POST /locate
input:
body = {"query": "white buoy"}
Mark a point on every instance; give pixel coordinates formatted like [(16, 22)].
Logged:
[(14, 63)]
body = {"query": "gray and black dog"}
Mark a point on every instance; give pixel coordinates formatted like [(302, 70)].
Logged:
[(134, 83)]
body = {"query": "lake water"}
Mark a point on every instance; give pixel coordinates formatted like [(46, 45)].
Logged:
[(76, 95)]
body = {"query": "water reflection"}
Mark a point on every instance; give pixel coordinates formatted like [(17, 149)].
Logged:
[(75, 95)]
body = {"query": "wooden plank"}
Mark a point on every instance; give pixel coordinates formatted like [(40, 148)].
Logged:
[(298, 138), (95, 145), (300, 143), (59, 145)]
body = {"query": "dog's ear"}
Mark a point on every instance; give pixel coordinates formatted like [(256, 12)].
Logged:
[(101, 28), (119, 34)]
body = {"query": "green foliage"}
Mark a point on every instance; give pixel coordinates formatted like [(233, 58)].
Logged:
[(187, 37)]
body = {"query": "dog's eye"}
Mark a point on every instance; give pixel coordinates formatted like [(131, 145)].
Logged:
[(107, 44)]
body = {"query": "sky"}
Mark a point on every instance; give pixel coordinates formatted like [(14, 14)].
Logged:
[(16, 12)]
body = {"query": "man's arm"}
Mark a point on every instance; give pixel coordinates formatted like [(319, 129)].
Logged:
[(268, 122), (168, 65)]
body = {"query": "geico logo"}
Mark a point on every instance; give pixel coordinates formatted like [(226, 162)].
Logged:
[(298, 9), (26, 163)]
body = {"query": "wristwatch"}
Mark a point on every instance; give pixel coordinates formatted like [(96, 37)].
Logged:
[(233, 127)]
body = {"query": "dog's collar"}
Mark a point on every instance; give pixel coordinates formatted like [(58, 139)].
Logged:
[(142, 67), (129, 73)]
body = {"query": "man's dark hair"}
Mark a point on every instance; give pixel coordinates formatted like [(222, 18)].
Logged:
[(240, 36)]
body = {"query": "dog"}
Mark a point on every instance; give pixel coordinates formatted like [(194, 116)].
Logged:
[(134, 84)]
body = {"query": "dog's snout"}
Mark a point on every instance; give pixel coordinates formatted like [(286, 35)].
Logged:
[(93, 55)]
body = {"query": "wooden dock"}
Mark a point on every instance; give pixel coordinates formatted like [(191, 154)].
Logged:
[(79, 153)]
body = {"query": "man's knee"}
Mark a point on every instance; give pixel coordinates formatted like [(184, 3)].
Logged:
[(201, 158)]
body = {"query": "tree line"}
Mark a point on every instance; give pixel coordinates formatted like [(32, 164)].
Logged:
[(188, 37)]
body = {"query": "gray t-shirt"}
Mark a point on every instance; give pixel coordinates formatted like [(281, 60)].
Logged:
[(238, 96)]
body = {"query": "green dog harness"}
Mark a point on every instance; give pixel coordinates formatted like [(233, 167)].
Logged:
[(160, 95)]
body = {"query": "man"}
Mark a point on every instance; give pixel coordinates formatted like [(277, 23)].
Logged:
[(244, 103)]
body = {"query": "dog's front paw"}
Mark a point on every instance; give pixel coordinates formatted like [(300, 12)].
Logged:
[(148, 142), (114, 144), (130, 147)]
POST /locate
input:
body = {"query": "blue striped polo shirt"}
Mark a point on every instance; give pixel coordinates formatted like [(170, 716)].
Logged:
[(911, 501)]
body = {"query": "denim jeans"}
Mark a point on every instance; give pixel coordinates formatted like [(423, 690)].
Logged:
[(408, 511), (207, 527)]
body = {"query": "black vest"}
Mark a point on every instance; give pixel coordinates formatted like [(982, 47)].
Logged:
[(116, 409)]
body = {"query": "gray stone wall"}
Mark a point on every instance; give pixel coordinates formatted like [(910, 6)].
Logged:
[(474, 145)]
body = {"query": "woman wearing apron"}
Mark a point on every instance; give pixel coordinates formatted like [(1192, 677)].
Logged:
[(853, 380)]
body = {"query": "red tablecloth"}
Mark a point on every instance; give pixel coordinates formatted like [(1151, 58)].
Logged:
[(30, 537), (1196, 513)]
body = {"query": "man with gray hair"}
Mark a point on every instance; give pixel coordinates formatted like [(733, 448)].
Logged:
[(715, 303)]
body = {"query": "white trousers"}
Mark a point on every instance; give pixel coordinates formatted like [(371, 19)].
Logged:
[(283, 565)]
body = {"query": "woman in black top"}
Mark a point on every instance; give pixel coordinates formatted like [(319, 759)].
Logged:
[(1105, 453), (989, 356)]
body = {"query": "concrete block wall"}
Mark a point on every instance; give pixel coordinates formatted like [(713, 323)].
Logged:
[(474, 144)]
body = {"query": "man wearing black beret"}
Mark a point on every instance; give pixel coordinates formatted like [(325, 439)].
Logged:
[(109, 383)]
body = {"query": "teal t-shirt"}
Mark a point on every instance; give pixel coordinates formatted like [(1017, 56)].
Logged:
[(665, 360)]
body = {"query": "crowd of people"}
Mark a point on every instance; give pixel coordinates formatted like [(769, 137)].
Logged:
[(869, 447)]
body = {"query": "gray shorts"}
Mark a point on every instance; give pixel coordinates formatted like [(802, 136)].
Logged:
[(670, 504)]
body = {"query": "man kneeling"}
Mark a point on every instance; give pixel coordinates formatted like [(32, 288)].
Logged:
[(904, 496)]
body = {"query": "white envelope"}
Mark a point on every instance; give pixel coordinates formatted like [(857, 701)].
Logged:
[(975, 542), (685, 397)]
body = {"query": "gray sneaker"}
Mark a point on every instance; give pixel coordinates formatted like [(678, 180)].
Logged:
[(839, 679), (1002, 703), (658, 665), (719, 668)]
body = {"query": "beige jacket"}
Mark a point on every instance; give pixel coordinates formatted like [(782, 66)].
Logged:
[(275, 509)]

__What you have to do__.
Give every line of the rows above as a two-column Markdown table with the headings Number and Text, numbering the lines in order and leaving out any blank ones.

__Solution to this task__.
| Number | Text |
|---|---|
| 1 | POST /locate |
| 2 | input: |
| 3 | body = {"query": "white buoy"} |
| 4 | Mark a point on every instance; give pixel coordinates formatted like [(16, 22)]. |
| 5 | Logged: |
| 6 | [(14, 63)] |
| 7 | body = {"query": "gray and black dog"} |
| 8 | Mark a point on every instance; give pixel coordinates formatted like [(302, 70)]. |
| 9 | Logged: |
| 10 | [(134, 83)] |
| 11 | body = {"query": "lake water"} |
| 12 | Mark a point on every instance; give pixel coordinates formatted like [(46, 45)]. |
| 13 | Logged: |
| 14 | [(76, 95)] |
| 15 | body = {"query": "water reflection"} |
| 16 | Mark a point on every instance; give pixel coordinates formatted like [(17, 149)]. |
| 17 | Logged: |
| 18 | [(75, 95)] |
| 19 | body = {"query": "wooden plank"} |
| 20 | Mark a point on every instance; give pixel coordinates formatted like [(40, 148)]. |
| 21 | Logged: |
| 22 | [(298, 138), (95, 145), (300, 143), (59, 145)] |
| 23 | body = {"query": "dog's ear"} |
| 24 | Mark a point on every instance; give pixel coordinates formatted like [(256, 12)]. |
| 25 | Logged: |
| 26 | [(101, 28), (119, 34)] |
| 27 | body = {"query": "green foliage"} |
| 28 | Mark a point on every instance; give pixel coordinates formatted like [(233, 58)]. |
| 29 | Logged: |
| 30 | [(187, 37)] |
| 31 | body = {"query": "dog's eye"} |
| 32 | Mark a point on every instance; give pixel coordinates formatted like [(131, 145)]. |
| 33 | Logged: |
| 34 | [(107, 44)] |
| 35 | body = {"query": "sky"} |
| 36 | Mark a point on every instance; give pixel coordinates formatted like [(14, 14)]. |
| 37 | Logged: |
| 38 | [(16, 12)] |
| 39 | body = {"query": "man's arm"} |
| 40 | Mark a point on every instance; give pixel coordinates formatted like [(319, 129)]. |
| 41 | Logged: |
| 42 | [(268, 122), (168, 65)] |
| 43 | body = {"query": "geico logo"} |
| 44 | Mark a point on every instance; give pixel coordinates formatted like [(226, 162)]. |
| 45 | Logged: |
| 46 | [(298, 9), (26, 163)] |
| 47 | body = {"query": "wristwatch"} |
| 48 | Mark a point on every instance; give pixel coordinates formatted like [(96, 37)]. |
| 49 | Logged: |
| 50 | [(233, 127)] |
| 51 | body = {"query": "dog's collar"} |
| 52 | Mark a point on every instance; give pixel coordinates formatted like [(58, 139)]. |
| 53 | Logged: |
| 54 | [(142, 67), (129, 73)] |
| 55 | body = {"query": "man's dark hair"} |
| 56 | Mark a point on every instance; give pixel coordinates formatted like [(222, 18)]. |
| 57 | Logged: |
| 58 | [(240, 36)] |
| 59 | body = {"query": "dog"} |
| 60 | Mark a point on every instance; give pixel coordinates formatted like [(194, 116)]. |
| 61 | Logged: |
| 62 | [(134, 84)] |
| 63 | body = {"query": "dog's snout"} |
| 64 | Mark a point on every instance; give pixel coordinates formatted like [(286, 35)]. |
| 65 | Logged: |
| 66 | [(93, 55)] |
| 67 | body = {"query": "wooden dock"} |
| 68 | Mark a point on every instance; give pixel coordinates formatted like [(191, 154)]. |
| 69 | Logged: |
| 70 | [(79, 153)] |
| 71 | body = {"query": "man's knee"} |
| 72 | Mark a point on every instance; give pixel coordinates formatted like [(184, 3)]. |
| 73 | Logged: |
| 74 | [(201, 158)] |
| 75 | body = {"query": "tree line"} |
| 76 | Mark a point on every instance; give pixel coordinates formatted like [(32, 164)]. |
| 77 | Logged: |
| 78 | [(188, 37)] |
| 79 | body = {"query": "gray t-shirt"} |
| 80 | Mark a point on every instance; give pixel coordinates formatted like [(281, 60)]. |
| 81 | Logged: |
| 82 | [(238, 96)] |
| 83 | body = {"query": "green dog harness"} |
| 84 | Mark a point on every instance; give pixel coordinates formatted like [(233, 167)]. |
| 85 | Logged: |
| 86 | [(160, 95)] |
| 87 | body = {"query": "man"} |
| 88 | Mark a point on every instance; give pixel coordinates formatted like [(277, 23)]. |
| 89 | Logged: |
| 90 | [(244, 103)] |
| 91 | body = {"query": "dog's front paw"} |
| 92 | Mark a point on every instance; give pixel coordinates formatted like [(300, 12)]. |
| 93 | Logged: |
| 94 | [(148, 142), (114, 144), (130, 147)] |
| 95 | POST /locate |
| 96 | input: |
| 97 | body = {"query": "blue striped polo shirt"} |
| 98 | Mark a point on every instance; give pixel coordinates formatted like [(170, 716)]. |
| 99 | Logged: |
| 100 | [(911, 501)] |
| 101 | body = {"query": "denim jeans"} |
| 102 | Mark a point on every instance; give pixel coordinates formatted like [(423, 690)]. |
| 103 | Logged: |
| 104 | [(408, 511), (207, 527)] |
| 105 | body = {"query": "black vest"} |
| 106 | Mark a point on every instance; give pixel coordinates formatted like [(982, 47)]. |
| 107 | Logged: |
| 108 | [(116, 409)] |
| 109 | body = {"query": "gray stone wall"} |
| 110 | Mark a point on every instance; give pixel coordinates formatted like [(910, 6)]. |
| 111 | Logged: |
| 112 | [(474, 145)] |
| 113 | body = {"query": "woman wearing apron"} |
| 114 | Mark a point on every instance; give pixel coordinates formatted like [(1192, 677)]. |
| 115 | Logged: |
| 116 | [(853, 380)] |
| 117 | body = {"query": "red tablecloth"} |
| 118 | Mark a point on every instance; give pixel coordinates formatted like [(1151, 58)]. |
| 119 | Logged: |
| 120 | [(30, 537), (1196, 513)] |
| 121 | body = {"query": "man with gray hair"} |
| 122 | Mark a point on every instance; give pixel coordinates formatted like [(733, 448)]. |
| 123 | Logged: |
| 124 | [(715, 303)] |
| 125 | body = {"query": "white trousers"} |
| 126 | Mark a point on every instance; give pixel coordinates formatted like [(371, 19)]. |
| 127 | Logged: |
| 128 | [(283, 565)] |
| 129 | body = {"query": "woman in black top"} |
| 130 | Mark a point on every instance; give pixel coordinates formatted like [(319, 759)]. |
| 131 | Logged: |
| 132 | [(1105, 453), (989, 356)] |
| 133 | body = {"query": "concrete block wall"} |
| 134 | Mark a point on every instance; give pixel coordinates formatted like [(713, 323)]. |
| 135 | Logged: |
| 136 | [(474, 144)] |
| 137 | body = {"query": "man wearing black beret"} |
| 138 | Mark a point on every instance; give pixel coordinates formatted like [(325, 439)]. |
| 139 | Logged: |
| 140 | [(109, 383)] |
| 141 | body = {"query": "teal t-shirt"} |
| 142 | Mark a point on every instance; give pixel coordinates formatted like [(1017, 56)]. |
| 143 | Logged: |
| 144 | [(665, 360)] |
| 145 | body = {"query": "crowd of people"} |
| 146 | Mark a point on every instance; give pixel coordinates formatted like [(769, 137)]. |
| 147 | Logged: |
| 148 | [(869, 447)] |
| 149 | body = {"query": "gray shorts"} |
| 150 | Mark a point on every instance; give pixel coordinates formatted like [(802, 136)]. |
| 151 | Logged: |
| 152 | [(670, 504)] |
| 153 | body = {"query": "man kneeling"} |
| 154 | Mark a point on every instance; give pixel coordinates formatted like [(32, 288)]. |
| 155 | Logged: |
| 156 | [(904, 496)] |
| 157 | body = {"query": "white envelope"} |
| 158 | Mark a point on every instance; give pixel coordinates formatted like [(857, 701)]. |
| 159 | Logged: |
| 160 | [(975, 542), (685, 397)] |
| 161 | body = {"query": "gray sneaker"} |
| 162 | Mark a point on every instance; give pixel coordinates formatted like [(678, 180)]. |
| 163 | Logged: |
| 164 | [(839, 679), (1002, 703), (658, 665), (719, 668)] |
| 165 | body = {"query": "beige jacket"} |
| 166 | Mark a point on every instance; give pixel coordinates formatted like [(782, 66)]. |
| 167 | Logged: |
| 168 | [(275, 509)] |